> [Instructions to follow]: Both ends included, set down the lines from the line containing "If you could mark the gray" through the last line of the records below, without pictures.

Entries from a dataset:
= = = = =
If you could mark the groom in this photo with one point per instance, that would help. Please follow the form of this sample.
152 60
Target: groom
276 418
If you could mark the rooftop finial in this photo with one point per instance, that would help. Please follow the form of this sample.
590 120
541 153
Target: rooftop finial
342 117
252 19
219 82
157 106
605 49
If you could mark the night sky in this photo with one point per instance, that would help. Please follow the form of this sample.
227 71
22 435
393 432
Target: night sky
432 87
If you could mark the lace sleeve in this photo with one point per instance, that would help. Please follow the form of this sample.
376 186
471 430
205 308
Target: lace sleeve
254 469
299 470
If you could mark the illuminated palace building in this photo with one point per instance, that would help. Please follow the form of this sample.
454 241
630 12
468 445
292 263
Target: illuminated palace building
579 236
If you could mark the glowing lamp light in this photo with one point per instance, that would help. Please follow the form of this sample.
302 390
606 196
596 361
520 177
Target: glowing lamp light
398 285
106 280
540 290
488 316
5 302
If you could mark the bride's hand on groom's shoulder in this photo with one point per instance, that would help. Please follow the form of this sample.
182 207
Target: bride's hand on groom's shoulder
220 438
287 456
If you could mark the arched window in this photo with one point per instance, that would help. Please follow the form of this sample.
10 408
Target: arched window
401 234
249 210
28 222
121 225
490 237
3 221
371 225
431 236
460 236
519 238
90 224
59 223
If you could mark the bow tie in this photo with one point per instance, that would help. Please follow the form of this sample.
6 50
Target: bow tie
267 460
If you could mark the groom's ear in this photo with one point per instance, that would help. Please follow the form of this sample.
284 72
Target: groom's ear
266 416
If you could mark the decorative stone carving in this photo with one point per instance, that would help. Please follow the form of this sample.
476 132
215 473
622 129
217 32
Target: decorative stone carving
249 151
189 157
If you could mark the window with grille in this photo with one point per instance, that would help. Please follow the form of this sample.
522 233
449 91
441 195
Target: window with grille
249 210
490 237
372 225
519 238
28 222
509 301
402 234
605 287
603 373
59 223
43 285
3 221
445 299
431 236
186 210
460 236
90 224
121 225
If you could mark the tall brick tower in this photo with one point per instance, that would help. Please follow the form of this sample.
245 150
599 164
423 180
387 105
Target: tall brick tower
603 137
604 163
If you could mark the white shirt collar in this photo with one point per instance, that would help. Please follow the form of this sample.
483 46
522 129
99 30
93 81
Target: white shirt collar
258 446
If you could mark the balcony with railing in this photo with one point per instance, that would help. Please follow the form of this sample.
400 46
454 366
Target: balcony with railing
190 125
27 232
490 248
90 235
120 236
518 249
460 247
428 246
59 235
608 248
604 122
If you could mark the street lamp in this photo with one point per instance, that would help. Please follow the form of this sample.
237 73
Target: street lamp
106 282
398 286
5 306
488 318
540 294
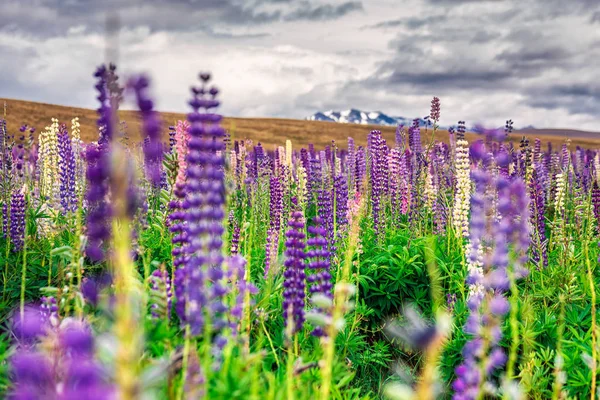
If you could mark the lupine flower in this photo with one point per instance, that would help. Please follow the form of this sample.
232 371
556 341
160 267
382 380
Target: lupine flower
275 215
319 278
153 148
488 276
294 274
463 187
97 174
341 201
378 179
17 220
68 196
98 211
435 110
538 221
202 272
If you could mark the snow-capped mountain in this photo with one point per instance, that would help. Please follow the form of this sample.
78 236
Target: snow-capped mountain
354 116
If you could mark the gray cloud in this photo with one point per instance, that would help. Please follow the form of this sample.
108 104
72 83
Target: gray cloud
490 60
411 22
578 98
528 60
324 12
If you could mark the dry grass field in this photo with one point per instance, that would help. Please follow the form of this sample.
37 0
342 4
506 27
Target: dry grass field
269 131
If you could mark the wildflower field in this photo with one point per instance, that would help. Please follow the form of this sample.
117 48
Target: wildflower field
195 264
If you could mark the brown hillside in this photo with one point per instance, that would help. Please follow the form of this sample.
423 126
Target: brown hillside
269 131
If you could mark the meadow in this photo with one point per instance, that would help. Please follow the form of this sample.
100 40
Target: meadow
150 255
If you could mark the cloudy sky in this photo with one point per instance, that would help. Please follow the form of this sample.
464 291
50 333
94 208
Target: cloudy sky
535 61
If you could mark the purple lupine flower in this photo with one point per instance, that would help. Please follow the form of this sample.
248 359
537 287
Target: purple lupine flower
5 219
508 127
68 197
596 203
17 220
399 136
153 147
275 215
172 139
360 170
48 309
98 214
97 174
435 110
538 222
325 213
487 305
461 130
235 239
203 205
340 188
415 137
319 278
294 275
396 177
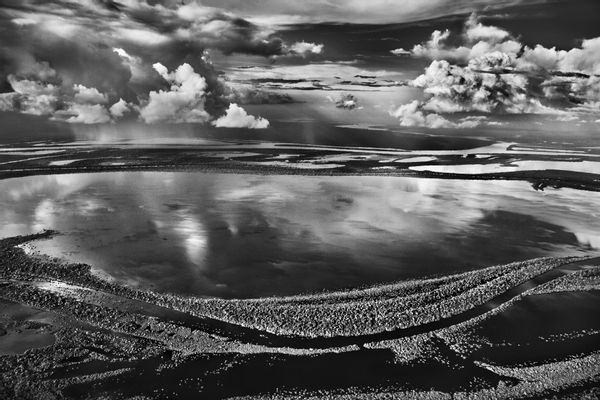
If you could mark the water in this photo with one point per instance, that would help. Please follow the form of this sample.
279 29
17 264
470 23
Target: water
250 236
= = = = =
> [Written solution]:
If you could mark the gray cloud in this photo with one point per instance, that would help. Please follow the form of this sample.
108 104
72 83
Target: gray cloud
490 60
411 22
578 98
528 60
324 12
If you could mark the dry grass field in this photo with one point per instance, that would help. Please follow the form of this sample.
37 0
342 4
506 27
Target: dry grass field
269 131
If you could mark the wildflower field in this photo with one point per instance, that would help. Please follow the form of this sample.
117 48
Target: wildflower field
195 264
If you could mark the brown hillside in this photo with one point per instance, that would help. Please follow the form of this sample.
423 126
Target: brown hillside
269 131
If you could mark the meadow in this photo with one point per instance, that would help. Please follow the form of this sample.
100 40
Target: meadow
150 255
If you could mark the cloudy sky in this photo with one point per instance, that would help. Please follow the form of this sample.
464 291
50 333
94 208
Target: cloudy sky
535 61
If you could mark the purple lupine flower in this photo with one point per instance, that would help. Please follow the form of this sample.
248 359
537 287
Target: purple lupine flower
5 219
508 127
68 197
596 203
17 220
399 136
153 147
275 215
172 139
360 170
48 309
98 214
97 174
435 110
538 222
325 213
487 305
461 130
235 239
203 205
340 188
415 137
319 278
294 275
396 177
If you could mark the water in this photo with one point per instance, that would help. Please follow the form of this sample.
279 29
17 264
470 23
Target: water
250 236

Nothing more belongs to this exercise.